**GIVEN INSTRUCTION:**
Locate every line in the material below that contains the string "dark" and copy each of those lines. Case matters.

**TASK INPUT:**
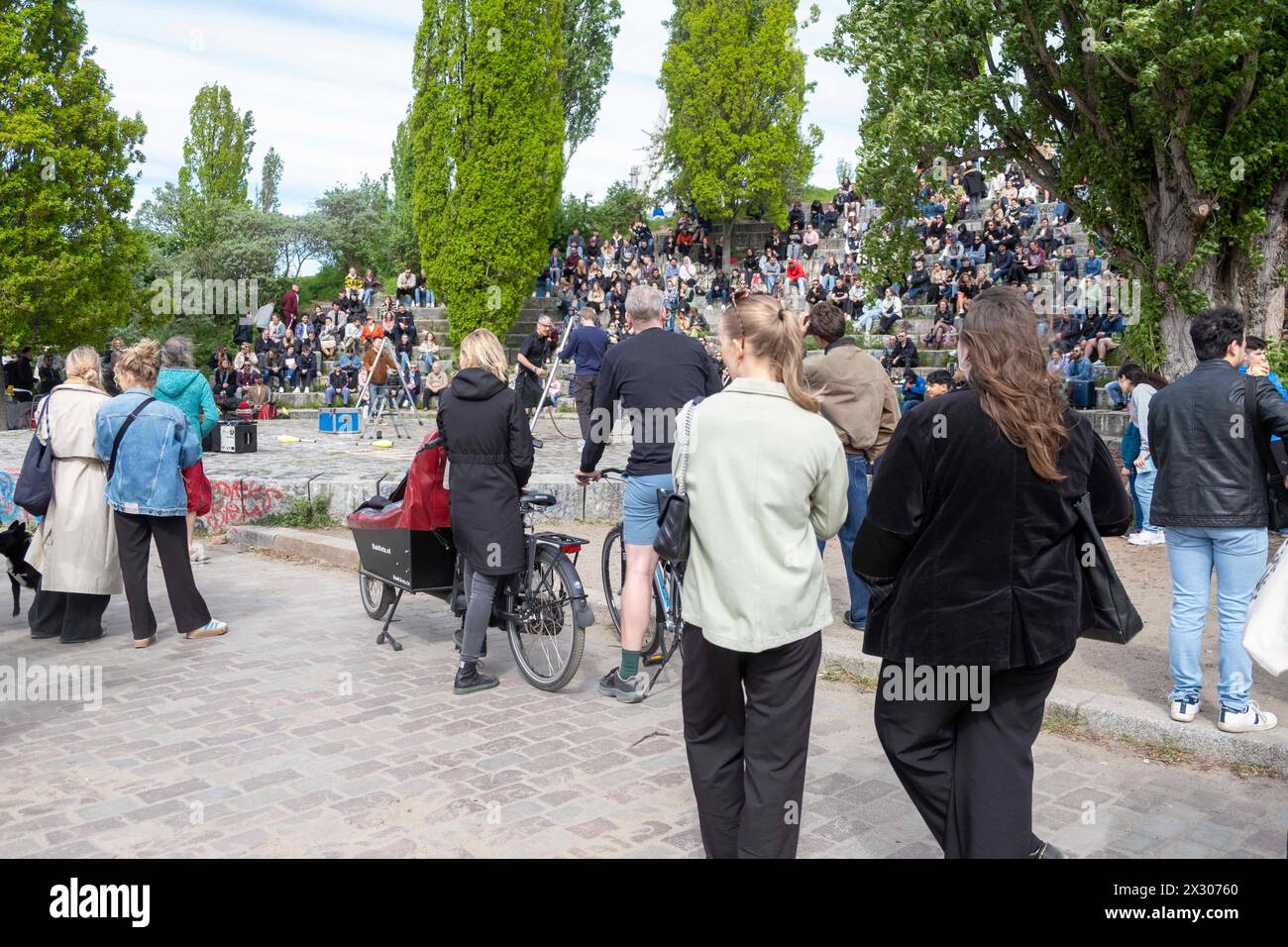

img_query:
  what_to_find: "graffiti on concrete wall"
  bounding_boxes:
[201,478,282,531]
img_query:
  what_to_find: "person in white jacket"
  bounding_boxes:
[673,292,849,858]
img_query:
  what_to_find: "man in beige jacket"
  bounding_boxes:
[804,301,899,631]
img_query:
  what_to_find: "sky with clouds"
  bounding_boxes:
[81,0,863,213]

---

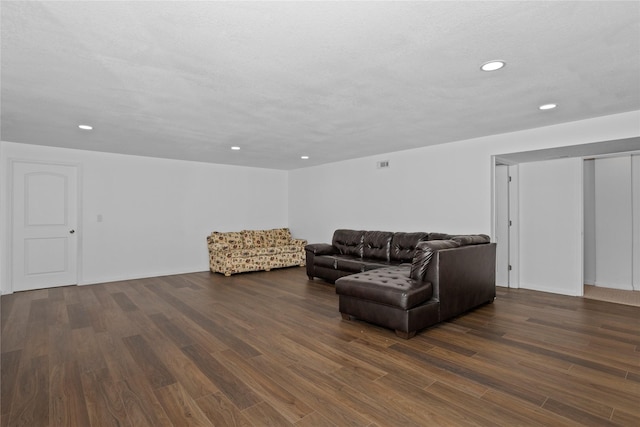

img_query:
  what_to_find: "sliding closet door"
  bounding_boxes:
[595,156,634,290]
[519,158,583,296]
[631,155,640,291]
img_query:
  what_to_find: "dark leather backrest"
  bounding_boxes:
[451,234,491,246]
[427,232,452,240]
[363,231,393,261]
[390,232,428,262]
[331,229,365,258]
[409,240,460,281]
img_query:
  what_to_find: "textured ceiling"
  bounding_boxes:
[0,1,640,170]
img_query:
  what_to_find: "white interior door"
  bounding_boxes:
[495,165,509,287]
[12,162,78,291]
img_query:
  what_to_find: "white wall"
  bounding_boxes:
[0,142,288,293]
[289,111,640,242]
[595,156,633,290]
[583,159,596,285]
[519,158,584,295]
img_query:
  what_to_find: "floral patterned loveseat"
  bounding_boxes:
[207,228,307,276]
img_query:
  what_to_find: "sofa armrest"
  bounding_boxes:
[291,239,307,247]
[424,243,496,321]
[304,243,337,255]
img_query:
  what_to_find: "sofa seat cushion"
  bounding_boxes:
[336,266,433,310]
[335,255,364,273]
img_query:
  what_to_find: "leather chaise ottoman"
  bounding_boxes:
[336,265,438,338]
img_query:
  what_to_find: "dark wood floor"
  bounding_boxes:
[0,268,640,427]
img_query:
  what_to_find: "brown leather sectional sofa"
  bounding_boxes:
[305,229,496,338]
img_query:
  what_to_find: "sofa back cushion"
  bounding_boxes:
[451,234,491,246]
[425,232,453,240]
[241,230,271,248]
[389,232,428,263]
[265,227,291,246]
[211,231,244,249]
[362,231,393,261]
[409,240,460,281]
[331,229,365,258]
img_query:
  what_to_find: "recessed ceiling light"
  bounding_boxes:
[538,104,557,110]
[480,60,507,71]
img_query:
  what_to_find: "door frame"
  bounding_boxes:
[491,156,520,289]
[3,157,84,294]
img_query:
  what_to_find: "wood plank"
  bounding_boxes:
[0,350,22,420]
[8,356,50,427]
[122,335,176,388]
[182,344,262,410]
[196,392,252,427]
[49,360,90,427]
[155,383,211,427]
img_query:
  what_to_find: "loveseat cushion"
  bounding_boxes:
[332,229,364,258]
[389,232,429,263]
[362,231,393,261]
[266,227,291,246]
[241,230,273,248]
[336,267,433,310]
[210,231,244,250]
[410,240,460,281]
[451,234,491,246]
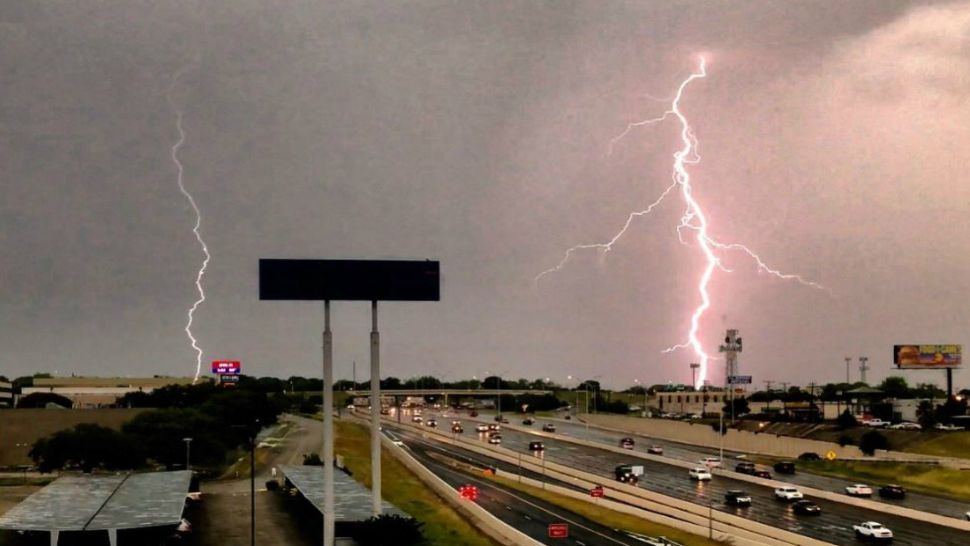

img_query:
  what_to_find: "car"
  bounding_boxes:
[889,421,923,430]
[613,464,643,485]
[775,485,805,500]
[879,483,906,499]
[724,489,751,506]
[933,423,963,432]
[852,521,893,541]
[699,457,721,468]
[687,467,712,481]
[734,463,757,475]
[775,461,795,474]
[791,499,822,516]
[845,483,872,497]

**WRITTEN RESPONSE:**
  what_to_find: "dark leather backrest"
  what_to_find: "dark wood floor"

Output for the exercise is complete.